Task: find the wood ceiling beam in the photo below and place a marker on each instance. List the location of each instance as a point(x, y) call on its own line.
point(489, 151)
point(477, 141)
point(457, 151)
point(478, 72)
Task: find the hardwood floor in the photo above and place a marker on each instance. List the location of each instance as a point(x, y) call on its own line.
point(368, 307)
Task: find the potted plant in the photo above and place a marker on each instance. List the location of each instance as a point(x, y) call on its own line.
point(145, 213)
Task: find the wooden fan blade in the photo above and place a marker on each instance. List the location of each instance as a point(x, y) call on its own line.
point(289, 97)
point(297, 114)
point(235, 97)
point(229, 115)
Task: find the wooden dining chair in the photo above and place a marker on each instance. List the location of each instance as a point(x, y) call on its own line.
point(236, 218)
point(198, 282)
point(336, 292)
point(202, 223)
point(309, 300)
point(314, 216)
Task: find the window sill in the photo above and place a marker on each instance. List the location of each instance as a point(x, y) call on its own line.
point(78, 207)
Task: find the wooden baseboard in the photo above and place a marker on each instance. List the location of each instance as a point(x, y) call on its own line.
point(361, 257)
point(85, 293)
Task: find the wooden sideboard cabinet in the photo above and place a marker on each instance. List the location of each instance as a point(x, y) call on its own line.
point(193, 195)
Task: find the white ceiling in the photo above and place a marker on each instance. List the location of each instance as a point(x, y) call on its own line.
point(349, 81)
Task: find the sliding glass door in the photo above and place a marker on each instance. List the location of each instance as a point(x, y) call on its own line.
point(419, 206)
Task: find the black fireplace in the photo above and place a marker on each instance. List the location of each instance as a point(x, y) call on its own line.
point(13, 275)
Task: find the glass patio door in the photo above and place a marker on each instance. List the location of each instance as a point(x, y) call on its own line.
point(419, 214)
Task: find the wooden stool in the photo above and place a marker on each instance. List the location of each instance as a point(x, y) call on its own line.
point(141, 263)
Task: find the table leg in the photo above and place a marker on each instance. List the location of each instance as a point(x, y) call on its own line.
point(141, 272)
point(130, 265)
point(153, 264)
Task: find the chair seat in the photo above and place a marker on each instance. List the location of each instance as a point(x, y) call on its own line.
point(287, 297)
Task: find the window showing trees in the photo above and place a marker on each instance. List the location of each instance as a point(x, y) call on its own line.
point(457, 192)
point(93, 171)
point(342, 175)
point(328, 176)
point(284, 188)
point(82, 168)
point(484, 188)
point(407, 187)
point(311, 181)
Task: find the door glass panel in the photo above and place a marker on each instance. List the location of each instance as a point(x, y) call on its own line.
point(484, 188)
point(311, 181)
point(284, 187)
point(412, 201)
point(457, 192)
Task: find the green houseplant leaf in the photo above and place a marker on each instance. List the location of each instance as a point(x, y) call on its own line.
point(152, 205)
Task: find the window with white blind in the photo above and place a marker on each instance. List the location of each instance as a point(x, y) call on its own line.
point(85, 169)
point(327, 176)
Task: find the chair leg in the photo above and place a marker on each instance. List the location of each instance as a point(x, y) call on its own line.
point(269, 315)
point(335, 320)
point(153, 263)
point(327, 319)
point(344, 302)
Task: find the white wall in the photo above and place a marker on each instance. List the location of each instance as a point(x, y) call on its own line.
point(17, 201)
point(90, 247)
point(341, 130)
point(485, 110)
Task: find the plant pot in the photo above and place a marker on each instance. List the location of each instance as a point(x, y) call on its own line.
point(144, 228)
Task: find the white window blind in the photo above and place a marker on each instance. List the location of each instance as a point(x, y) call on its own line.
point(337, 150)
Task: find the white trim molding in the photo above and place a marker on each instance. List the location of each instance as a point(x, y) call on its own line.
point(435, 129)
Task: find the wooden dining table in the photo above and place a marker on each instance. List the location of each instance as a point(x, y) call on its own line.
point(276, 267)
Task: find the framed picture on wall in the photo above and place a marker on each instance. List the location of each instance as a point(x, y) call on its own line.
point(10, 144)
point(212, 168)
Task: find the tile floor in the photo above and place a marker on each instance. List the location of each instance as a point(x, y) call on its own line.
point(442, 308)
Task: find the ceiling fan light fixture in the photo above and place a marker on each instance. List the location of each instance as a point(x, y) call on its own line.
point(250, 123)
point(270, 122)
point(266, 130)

__Exercise directions__. Rewrite all of the records above, changing each "place a marker" to "put a dot" and leaving every other word as it is.

__Solved exercise__.
Task: find the wood ceiling beam in the photo below and put a dot on each instance. List the location of each instance as a point(x, y) call on its own line.
point(489, 151)
point(477, 141)
point(457, 151)
point(478, 72)
Task: find the hardwood floor in the photo above and put a dot on each instance. List the location of each instance as a point(x, y) call on its own line.
point(368, 307)
Task: find the potted plant in the photo above and put a dot on each instance. List the location of each instance as a point(x, y) call on its own line.
point(145, 213)
Task: find the wooden fan blade in the photo above and put a dot on each instance. List the location of each instance as a point(x, y) call on its own line.
point(289, 97)
point(297, 114)
point(235, 97)
point(229, 115)
Task: find the wooden dining chair in the photo above and put a dot on each instance. List the location of each instance as a point(x, y) call on its own line.
point(236, 218)
point(198, 282)
point(336, 292)
point(202, 223)
point(309, 300)
point(314, 216)
Task: find the window sill in the photo above and put a dot on each instance. List the location of each instance as a point(x, y) call on its own line.
point(78, 207)
Task: find the wooden baseboard in the photo above and put a dot on each instance. List the location of each instance as a point(x, y) call on its own line.
point(361, 257)
point(85, 293)
Task: find the wooden sideboard cabinet in the photo above and put a dot on each instance. List the location of each instance as a point(x, y) call on its own line.
point(193, 195)
Task: find the white ceiling in the photo above and put a dot on each instance. List the location of each instance as a point(x, y) call on its own line.
point(349, 81)
Task: find the sliding glass door in the photo above and put a dot on each instance. List the location of each instance as a point(x, y) call on its own line.
point(419, 206)
Task: find the black fireplace in the photo above and put a dot on each instance. List the location of each instance as a point(x, y) call on its own line.
point(13, 275)
Task: find the glass patio door in the photo above and put a dot on each instance. List the location of each instance as a point(x, y) call on its own line.
point(419, 214)
Task: find the wooden stool in the photo above and put a dot on each instance. List the location of each instance as a point(x, y) call on its own line.
point(141, 263)
Task: find the table leg in the photo above and put a dot on each instance. List the location of each instance as a point(x, y) call on its own line.
point(141, 272)
point(130, 265)
point(153, 264)
Task: find the chair seat in the photo above and put a dot on each instance. List the location of each instance as a point(x, y) call on its own line.
point(287, 297)
Task: find the window showing trees in the photo above and put a dot on each instance. List the location of each instance as a point(x, y) call on its own line.
point(457, 192)
point(93, 171)
point(342, 175)
point(328, 176)
point(284, 188)
point(82, 168)
point(484, 188)
point(407, 187)
point(311, 181)
Task: find the door glass panel in the photo above and put a dot on each instance. List the location of each instance as a point(x, y) call on its own line.
point(484, 188)
point(311, 181)
point(284, 187)
point(412, 201)
point(457, 192)
Task: find the green houseplant leaf in the photo above and put a dot on each instance. List the location of each instance as a point(x, y) call on its own line.
point(152, 205)
Task: find the window with white blind in the photo above and put a dot on each instance. List the location of each instance as a point(x, y) call on its own line.
point(85, 169)
point(327, 176)
Task: find the chair leg in the photo above and put a dot on each instance. List the location of each instance as a point(x, y) call on its own line.
point(269, 315)
point(335, 320)
point(153, 263)
point(327, 319)
point(344, 302)
Task: find the white wall in the photo above and put a dot on each instance. List the location of each instance as a point(x, y) call on its own line.
point(17, 201)
point(90, 247)
point(341, 130)
point(485, 110)
Task: find the plant pot in the photo above and put a dot on each instance. List the location of each instance as a point(x, y) call on its own line.
point(144, 228)
Task: find the white window blind in the photo above and put a dot on each instance. List the location of each instance as a point(x, y) call on its own line.
point(337, 150)
Task: find the white trim molding in the photo above and put a dot on each instance. List the location of each instance as a point(x, y) call on its own line.
point(435, 129)
Task: find the wooden dining table in the photo above and put a dot on each instance. List the location of each instance as a point(x, y) call on its own line.
point(276, 267)
Task: find the framed picture on wall in the photo above and put a dot on each instance. List the location of each instance as a point(x, y) call on its own line.
point(10, 144)
point(212, 168)
Task: find the tile floor in the photo above and put a dot on each instance. List the location of each instance as a point(x, y) call on its own line.
point(442, 308)
Task: find the ceiling fan light fixture in the photo above and put a dot on each instance. List the location of each instance as a point(x, y) call on its own line.
point(250, 123)
point(270, 122)
point(266, 130)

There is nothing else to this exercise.